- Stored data
◆ ◆ ◆ ◆ ◆
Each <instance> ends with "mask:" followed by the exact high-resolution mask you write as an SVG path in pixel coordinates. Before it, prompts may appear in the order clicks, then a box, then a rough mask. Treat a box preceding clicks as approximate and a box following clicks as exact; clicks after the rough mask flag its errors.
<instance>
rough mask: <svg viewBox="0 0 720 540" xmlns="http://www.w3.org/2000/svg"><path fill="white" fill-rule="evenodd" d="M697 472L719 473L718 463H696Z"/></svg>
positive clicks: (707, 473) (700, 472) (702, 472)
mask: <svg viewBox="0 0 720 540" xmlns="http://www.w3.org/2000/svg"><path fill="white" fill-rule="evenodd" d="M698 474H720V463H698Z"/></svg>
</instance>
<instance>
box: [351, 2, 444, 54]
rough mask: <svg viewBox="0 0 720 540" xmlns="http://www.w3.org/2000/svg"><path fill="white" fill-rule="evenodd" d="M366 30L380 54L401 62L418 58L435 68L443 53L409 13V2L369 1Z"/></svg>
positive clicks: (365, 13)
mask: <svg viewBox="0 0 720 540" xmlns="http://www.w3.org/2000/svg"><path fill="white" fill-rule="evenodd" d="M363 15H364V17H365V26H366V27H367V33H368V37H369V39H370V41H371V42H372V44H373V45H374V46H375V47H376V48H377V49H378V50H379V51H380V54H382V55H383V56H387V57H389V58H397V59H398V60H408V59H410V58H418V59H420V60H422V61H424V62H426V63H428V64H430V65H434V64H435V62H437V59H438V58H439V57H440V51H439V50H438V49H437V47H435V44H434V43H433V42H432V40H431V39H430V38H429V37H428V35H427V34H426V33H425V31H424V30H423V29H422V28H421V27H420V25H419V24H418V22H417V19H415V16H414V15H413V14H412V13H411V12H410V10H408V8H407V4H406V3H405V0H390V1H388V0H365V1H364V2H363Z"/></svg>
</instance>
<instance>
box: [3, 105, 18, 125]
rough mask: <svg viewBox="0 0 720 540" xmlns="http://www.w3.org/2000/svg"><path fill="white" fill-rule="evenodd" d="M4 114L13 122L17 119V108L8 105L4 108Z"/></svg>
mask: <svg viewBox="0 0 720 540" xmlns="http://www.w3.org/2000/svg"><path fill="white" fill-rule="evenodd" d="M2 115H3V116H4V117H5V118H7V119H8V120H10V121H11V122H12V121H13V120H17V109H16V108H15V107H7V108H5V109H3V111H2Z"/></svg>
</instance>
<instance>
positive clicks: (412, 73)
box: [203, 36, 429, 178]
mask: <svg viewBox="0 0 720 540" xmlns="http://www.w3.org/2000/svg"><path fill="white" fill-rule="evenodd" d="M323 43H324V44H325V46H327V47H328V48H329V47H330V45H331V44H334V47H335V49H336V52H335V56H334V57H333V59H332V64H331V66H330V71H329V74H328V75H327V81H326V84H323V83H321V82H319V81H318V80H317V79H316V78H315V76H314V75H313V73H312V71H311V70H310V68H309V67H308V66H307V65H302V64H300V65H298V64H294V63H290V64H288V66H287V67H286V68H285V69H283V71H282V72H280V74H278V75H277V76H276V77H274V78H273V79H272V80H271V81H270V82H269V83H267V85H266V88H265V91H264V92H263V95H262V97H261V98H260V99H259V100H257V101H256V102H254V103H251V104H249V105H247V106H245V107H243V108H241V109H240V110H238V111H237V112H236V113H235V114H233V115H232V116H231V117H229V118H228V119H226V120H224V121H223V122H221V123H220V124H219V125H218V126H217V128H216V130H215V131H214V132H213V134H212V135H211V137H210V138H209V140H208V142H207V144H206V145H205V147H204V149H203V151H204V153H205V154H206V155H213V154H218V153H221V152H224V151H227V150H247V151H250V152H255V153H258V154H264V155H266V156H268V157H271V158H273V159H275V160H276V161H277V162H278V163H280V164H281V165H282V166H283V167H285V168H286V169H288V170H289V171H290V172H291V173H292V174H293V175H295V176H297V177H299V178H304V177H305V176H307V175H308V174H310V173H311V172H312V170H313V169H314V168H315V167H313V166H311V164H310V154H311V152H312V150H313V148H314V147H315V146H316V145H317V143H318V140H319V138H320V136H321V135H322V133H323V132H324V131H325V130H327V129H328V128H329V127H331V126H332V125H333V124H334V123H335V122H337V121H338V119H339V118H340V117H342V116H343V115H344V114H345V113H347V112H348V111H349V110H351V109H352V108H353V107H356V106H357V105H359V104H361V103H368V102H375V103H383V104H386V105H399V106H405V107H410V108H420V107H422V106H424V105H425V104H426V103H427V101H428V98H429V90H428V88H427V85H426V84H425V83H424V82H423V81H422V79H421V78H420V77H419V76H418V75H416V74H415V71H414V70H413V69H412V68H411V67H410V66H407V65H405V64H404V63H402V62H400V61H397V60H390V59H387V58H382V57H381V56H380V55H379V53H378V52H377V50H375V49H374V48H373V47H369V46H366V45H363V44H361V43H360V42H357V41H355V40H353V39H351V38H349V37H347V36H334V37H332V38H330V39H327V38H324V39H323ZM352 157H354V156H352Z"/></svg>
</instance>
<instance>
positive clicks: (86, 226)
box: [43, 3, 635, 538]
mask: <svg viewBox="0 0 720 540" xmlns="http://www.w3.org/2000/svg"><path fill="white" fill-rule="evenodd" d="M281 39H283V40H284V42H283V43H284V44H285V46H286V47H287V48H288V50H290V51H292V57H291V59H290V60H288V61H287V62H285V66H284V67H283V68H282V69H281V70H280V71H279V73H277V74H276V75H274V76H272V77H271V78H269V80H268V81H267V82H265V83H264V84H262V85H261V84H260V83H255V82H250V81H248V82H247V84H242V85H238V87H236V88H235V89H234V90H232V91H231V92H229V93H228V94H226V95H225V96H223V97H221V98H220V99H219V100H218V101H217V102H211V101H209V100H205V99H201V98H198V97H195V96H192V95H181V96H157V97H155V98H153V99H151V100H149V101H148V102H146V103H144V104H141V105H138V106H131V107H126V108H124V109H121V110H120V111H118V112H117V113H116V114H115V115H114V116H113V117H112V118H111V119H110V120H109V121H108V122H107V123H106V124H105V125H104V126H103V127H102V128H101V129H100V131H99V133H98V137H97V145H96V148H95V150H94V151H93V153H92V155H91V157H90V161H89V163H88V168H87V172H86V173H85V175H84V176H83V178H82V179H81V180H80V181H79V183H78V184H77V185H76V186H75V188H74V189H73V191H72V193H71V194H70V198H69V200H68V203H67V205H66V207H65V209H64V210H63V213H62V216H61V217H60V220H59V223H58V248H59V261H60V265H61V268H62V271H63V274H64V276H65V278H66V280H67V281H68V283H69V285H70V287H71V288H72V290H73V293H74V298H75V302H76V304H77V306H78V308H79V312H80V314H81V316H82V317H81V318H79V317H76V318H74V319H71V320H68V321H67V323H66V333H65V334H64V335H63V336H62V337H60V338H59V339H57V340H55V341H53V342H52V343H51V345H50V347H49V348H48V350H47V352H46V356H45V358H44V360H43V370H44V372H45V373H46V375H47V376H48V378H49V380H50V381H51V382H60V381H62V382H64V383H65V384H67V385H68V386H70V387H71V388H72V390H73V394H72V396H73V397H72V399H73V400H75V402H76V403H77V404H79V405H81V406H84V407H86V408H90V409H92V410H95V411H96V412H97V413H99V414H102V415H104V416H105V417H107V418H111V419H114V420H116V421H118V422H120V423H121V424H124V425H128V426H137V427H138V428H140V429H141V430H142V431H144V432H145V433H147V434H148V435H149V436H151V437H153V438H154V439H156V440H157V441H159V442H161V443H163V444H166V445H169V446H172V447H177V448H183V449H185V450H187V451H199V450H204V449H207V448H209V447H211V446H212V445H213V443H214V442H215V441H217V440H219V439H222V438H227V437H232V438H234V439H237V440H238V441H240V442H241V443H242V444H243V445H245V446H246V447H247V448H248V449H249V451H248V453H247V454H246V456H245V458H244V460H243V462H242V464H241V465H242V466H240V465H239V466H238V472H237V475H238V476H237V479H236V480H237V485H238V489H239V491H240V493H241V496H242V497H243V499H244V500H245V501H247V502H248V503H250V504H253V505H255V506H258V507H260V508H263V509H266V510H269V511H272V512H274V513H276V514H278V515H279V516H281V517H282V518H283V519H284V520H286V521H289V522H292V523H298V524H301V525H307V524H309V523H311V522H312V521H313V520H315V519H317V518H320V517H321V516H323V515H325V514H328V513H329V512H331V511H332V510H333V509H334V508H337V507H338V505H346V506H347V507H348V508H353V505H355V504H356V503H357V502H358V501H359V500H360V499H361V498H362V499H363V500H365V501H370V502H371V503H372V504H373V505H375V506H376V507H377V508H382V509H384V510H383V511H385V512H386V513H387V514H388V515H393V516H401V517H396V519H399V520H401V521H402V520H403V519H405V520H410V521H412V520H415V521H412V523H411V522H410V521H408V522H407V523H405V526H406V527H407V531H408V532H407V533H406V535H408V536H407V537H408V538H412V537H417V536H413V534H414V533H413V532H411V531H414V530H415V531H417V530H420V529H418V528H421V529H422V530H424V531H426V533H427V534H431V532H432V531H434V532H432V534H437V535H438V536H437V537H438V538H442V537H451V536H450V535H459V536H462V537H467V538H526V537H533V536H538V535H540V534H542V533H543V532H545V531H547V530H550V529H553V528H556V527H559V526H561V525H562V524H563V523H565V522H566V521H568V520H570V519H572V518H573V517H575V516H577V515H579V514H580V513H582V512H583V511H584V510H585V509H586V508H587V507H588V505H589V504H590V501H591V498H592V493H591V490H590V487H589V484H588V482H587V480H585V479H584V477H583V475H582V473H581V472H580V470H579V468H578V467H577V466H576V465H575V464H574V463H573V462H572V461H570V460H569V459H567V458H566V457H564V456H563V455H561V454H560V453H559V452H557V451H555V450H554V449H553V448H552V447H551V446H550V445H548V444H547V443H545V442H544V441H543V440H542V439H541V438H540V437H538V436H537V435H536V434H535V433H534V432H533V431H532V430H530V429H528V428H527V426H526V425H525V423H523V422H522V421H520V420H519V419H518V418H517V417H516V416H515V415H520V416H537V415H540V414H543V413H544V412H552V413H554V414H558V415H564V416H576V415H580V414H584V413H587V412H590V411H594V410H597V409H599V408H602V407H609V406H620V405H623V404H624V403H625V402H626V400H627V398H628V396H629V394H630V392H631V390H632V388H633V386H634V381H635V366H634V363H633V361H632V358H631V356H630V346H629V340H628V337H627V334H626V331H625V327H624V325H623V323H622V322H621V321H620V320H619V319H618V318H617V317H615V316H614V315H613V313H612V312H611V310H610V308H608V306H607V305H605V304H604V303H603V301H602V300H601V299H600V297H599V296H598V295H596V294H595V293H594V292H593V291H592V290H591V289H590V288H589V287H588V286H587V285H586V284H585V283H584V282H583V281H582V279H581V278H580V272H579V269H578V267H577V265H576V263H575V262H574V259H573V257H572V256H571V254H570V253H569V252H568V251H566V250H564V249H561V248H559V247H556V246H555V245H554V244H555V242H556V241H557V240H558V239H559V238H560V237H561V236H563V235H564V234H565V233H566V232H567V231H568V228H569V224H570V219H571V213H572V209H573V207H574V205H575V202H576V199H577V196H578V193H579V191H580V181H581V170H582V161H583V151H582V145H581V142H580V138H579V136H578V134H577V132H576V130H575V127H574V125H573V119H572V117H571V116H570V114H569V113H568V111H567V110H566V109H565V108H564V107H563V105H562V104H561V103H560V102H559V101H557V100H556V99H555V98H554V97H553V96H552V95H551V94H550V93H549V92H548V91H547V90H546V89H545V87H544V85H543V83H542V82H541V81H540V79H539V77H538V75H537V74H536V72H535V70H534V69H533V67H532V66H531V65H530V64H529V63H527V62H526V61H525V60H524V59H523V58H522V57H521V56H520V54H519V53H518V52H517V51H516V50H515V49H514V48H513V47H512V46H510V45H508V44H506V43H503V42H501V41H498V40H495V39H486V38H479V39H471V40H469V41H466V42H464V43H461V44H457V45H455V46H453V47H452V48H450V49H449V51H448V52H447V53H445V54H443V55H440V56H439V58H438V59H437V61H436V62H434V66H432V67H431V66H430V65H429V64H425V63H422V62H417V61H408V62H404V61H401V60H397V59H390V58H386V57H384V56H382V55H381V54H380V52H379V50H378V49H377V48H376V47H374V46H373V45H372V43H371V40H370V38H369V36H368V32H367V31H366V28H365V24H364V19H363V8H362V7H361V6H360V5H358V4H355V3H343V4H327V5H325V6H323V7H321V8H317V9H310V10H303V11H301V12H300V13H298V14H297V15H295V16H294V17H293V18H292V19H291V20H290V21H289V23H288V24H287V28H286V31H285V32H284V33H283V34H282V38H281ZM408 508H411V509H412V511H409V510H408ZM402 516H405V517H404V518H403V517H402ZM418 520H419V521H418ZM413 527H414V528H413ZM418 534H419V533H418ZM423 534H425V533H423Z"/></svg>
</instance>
◆ ◆ ◆ ◆ ◆
Show the lines from the data above that contain the string "clicks".

Each <instance> ends with "mask:" followed by the exact high-resolution mask you write as an SVG path in pixel coordinates. Before it, prompts may appear in the order clicks, then a box, then a rough mask. Treat a box preceding clicks as approximate and a box following clicks as exact; clicks after the rough mask flag its errors.
positive clicks: (707, 473) (700, 472) (702, 472)
positive clicks: (365, 13)
positive clicks: (412, 73)
positive clicks: (86, 226)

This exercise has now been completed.